*** Block opens ***
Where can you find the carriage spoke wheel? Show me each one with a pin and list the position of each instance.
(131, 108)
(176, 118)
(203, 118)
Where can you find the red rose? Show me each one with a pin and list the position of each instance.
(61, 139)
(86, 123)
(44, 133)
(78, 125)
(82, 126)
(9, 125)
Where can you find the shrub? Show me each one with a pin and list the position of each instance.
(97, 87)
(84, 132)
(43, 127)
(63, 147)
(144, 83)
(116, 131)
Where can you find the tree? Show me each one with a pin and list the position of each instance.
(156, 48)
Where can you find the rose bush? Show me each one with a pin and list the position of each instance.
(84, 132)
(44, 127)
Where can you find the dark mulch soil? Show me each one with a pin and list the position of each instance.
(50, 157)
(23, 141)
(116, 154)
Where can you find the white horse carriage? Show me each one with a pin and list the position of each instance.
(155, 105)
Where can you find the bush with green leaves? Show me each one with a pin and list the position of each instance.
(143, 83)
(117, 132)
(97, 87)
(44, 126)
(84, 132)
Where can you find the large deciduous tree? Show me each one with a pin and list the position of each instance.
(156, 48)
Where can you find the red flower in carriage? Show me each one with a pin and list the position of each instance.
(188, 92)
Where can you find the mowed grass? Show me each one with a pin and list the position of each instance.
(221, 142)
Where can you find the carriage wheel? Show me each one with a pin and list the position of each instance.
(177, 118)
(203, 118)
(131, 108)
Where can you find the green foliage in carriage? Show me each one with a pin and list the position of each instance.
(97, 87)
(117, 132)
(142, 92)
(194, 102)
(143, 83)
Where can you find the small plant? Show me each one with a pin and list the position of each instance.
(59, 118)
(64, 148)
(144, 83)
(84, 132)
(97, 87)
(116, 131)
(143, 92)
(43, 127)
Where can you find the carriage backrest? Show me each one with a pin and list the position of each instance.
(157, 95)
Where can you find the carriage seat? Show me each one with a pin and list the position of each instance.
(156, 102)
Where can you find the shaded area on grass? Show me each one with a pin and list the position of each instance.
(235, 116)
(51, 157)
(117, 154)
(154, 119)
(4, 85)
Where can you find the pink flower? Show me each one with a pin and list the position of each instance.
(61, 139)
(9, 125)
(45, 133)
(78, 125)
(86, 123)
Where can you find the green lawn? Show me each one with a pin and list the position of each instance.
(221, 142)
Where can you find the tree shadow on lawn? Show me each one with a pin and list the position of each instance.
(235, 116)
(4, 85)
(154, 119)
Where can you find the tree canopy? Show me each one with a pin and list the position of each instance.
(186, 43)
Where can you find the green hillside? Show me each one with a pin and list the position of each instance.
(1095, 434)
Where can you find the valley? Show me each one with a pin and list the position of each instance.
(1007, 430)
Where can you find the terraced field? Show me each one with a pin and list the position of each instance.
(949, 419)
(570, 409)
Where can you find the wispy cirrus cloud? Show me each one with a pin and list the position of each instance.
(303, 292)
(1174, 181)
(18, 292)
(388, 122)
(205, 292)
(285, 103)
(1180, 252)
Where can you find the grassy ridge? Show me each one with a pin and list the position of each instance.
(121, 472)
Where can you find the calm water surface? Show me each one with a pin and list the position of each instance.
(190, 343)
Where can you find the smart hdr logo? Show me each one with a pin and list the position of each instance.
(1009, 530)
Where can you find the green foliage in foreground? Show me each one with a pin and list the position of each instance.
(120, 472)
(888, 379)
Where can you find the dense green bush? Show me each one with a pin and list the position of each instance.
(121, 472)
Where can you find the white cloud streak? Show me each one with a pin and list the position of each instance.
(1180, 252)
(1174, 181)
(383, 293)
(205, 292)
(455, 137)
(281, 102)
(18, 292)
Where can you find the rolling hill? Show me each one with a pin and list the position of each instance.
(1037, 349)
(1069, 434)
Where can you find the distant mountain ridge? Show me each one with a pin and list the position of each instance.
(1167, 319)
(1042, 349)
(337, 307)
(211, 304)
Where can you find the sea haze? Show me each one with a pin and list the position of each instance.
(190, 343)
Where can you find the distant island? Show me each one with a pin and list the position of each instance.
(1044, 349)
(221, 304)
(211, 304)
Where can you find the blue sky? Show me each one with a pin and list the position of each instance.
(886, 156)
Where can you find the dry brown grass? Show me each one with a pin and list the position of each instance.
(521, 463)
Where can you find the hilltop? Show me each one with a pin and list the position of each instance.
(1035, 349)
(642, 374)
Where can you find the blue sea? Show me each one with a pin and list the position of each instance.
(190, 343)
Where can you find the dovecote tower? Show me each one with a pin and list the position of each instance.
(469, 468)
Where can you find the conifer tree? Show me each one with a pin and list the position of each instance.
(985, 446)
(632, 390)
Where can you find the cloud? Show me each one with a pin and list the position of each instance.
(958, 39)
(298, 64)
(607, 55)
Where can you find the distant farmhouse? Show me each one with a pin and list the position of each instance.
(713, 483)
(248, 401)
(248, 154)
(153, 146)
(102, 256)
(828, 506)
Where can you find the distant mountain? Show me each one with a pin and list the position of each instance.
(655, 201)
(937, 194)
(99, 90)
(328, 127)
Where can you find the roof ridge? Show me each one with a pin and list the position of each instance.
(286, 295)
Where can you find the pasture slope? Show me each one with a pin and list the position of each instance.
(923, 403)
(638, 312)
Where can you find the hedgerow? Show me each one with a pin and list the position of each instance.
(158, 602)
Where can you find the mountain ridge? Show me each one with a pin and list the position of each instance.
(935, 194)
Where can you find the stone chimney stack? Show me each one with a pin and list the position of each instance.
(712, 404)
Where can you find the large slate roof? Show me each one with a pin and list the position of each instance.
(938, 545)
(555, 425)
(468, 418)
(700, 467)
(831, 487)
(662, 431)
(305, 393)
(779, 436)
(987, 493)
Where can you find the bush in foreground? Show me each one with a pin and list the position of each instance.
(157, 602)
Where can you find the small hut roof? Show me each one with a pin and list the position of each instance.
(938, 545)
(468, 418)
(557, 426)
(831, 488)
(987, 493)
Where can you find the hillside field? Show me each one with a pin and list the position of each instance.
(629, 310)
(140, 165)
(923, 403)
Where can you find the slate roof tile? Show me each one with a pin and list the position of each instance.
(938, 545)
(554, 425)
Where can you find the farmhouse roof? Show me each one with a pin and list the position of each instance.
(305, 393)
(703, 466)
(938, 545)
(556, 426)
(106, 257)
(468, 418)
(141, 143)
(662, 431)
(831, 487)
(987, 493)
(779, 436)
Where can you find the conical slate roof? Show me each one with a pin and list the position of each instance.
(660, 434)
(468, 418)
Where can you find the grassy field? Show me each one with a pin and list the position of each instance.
*** Block closes ***
> **PROBLEM**
Extract each line from the listing above, please, and repeat it exactly.

> **ANSWER AREA**
Where can you find the carriage spoke wheel? Show me each one with a pin and list the position of each instance.
(131, 108)
(176, 118)
(203, 118)
Where can you find the red rose? Show me each one with a pin and list the position of each instance.
(61, 139)
(86, 123)
(44, 133)
(78, 125)
(82, 126)
(9, 125)
Where can you find the shrub? Show me each one with a pin and list the position of each instance.
(97, 87)
(84, 132)
(43, 127)
(63, 147)
(144, 83)
(116, 131)
Where can you find the tree? Show me each one with a pin and list the position of each instance.
(156, 48)
Where can you find the rose bush? Show me each one with a pin and list the position of each instance.
(84, 132)
(44, 127)
Where can you find the dark mulch soil? Show me each one with a pin and list the position of each instance.
(50, 157)
(23, 141)
(116, 154)
Where can you find the white horse carriage? Show me each one with a pin and list the position of each instance.
(155, 105)
Where can you find the bush with green leaves? Show me each one with a pin and list the position of each instance.
(143, 83)
(117, 132)
(97, 87)
(44, 126)
(84, 132)
Where can you find the large deciduous tree? Show me each one with a pin and list the position of each instance.
(156, 48)
Where can you find the red flower in carriage? Show me each one with a pin and list the position of each instance.
(188, 92)
Where can you find the mowed grass? Show me each one with a pin and list the position of each instance.
(221, 142)
Where can you find the carriage wheel? Show me each one with a pin and list the position of each instance.
(177, 118)
(203, 118)
(131, 108)
Where can you find the green foliage in carriage? Show me each one with a pin and list the position of each instance.
(97, 87)
(117, 132)
(142, 92)
(194, 102)
(143, 83)
Where can you find the small plant? Show me each one with a pin and list the position of each instance.
(59, 118)
(64, 148)
(144, 83)
(84, 132)
(97, 87)
(116, 131)
(143, 92)
(43, 127)
Where can you find the carriage backrest? Show me each one with a pin and list the position of each instance.
(157, 95)
Where can you find the carriage seat? Show me each one with a pin and list the position of each instance.
(156, 102)
Where can you find the shaded area on grass? Show me each one with a pin and list the position of each instance.
(235, 116)
(51, 157)
(117, 154)
(154, 119)
(4, 85)
Where can you find the pink flower? Show me each one with a pin and list the position of each instance.
(61, 139)
(9, 125)
(45, 133)
(78, 125)
(86, 123)
Where can you find the green lawn? Show me each one with a pin and list the position of each instance.
(221, 142)
Where can you find the tree shadow on lawn? Show me each one with a pin and list the position of each instance.
(235, 116)
(4, 85)
(154, 119)
Where can you find the tree canopy? Show me each one with a pin and list the position of each instance.
(186, 43)
Where can you find the green hillside? Show me each one with a pin and list the position of each instance.
(1095, 434)
Where can you find the valley? Show me each one with a pin and list the position of each instance.
(1007, 430)
Where can you find the terraced field? Show me each one with a pin and list the position of each instance.
(949, 419)
(570, 409)
Where can you find the wispy cirrus cloud? Show me each one with a pin and list the position of each instance.
(303, 292)
(1174, 181)
(18, 292)
(388, 122)
(205, 292)
(285, 103)
(1180, 252)
Where can you find the grassy ridge? Show me each one with a pin and list the position of each instance.
(121, 472)
Where can you find the calm water surface? Show me each one with a pin and list the position of each instance.
(190, 343)
Where can you find the smart hdr logo? Show me each one with a pin and list the position of each instance.
(1009, 530)
Where can you find the green foliage in foreground? Show me each one with a pin and list the position of each instance.
(120, 472)
(888, 379)
Where can you find the dense green bush? Show me each one with a pin and list the position of each instance.
(121, 472)
Where can you find the white cloud streak? Show me each one with a pin and list the position of each instance.
(1180, 252)
(1174, 181)
(383, 293)
(205, 292)
(455, 137)
(281, 102)
(18, 292)
Where can you find the rolling hill? Show me each one with a pin and list the position of each instance.
(1037, 349)
(1069, 434)
Where can you find the distant mountain ridge? Show me each one with a pin and list the position of each instance.
(1167, 319)
(1042, 349)
(337, 307)
(211, 304)
Where can you find the sea haze? Show me each one with a pin and list the position of each instance.
(190, 343)
Where can you find the distant island? Show me each one with a pin and list the position of each instance.
(1044, 349)
(221, 304)
(211, 304)
Where can you find the blue sky? Show me each one with a pin and list the position of each instance.
(886, 156)
Where can you find the dry brown grass? Show me each one with a pin and list the position of each instance.
(521, 463)
Where can you find the hilltop? Show me each one with a pin and list the position of each instance.
(1035, 349)
(642, 374)
Where can you find the blue sea? Show me each one with a pin and list the position of each instance.
(190, 343)
Where can you find the dovecote tower? Show me each one with a pin and list the position of each instance.
(469, 468)
Where can you find the conifer tree? Show me each one with a pin and list the position of each instance.
(985, 446)
(632, 390)
Where can you find the cloud? Show me each one with a pin and list the position of each instance.
(958, 39)
(298, 64)
(607, 55)
Where can you find the distant farmhouse? Show me each one with a pin and list the position of each instance.
(713, 483)
(248, 401)
(248, 154)
(153, 146)
(102, 256)
(828, 506)
Where can you find the distant mountain? Show me each one with a pin and list the position of each instance.
(655, 201)
(937, 194)
(99, 90)
(328, 127)
Where can you find the roof ridge? Show me each one with a pin and list the position of each instance.
(286, 295)
Where can you find the pasture slope? Show me each one with a pin and list the position of each instance.
(923, 403)
(638, 312)
Where can you find the hedgerow? Show me each one with a pin and list the position of each instance.
(158, 602)
Where can you find the mountain ridge? Show me each one with a pin and list the position of each instance.
(935, 194)
Where can you find the stone chimney stack? Show me each one with a pin and list the position of each instance.
(712, 404)
Where can you find the large slate roof? Show me each one with a pin and list the position of each instance.
(938, 545)
(555, 425)
(468, 418)
(700, 467)
(831, 487)
(662, 431)
(305, 393)
(779, 436)
(987, 493)
Where can you find the bush in foreground? Show me each one with a pin and list the position of each instance.
(157, 602)
Where can you find the small hut roof? Show me each one with a pin and list the position of each instance.
(938, 545)
(468, 418)
(557, 426)
(831, 488)
(987, 493)
Where can you find the hillside field? Show me each one with a pin and list the position of each instance.
(629, 310)
(140, 165)
(923, 403)
Where can you find the slate roof tile? Show me each one with a pin and list the position of each instance.
(938, 545)
(554, 425)
Where can you find the farmhouse roof? Show me each one with a pin and list the position of each instance.
(305, 393)
(703, 466)
(938, 545)
(556, 426)
(106, 257)
(468, 418)
(141, 143)
(662, 431)
(831, 487)
(987, 493)
(779, 436)
Where can you find the conical slate roof? Show me each one with a pin and list the position of each instance.
(660, 434)
(468, 418)
Where can you find the grassy field? Show me each one with a pin and list the position of each instance.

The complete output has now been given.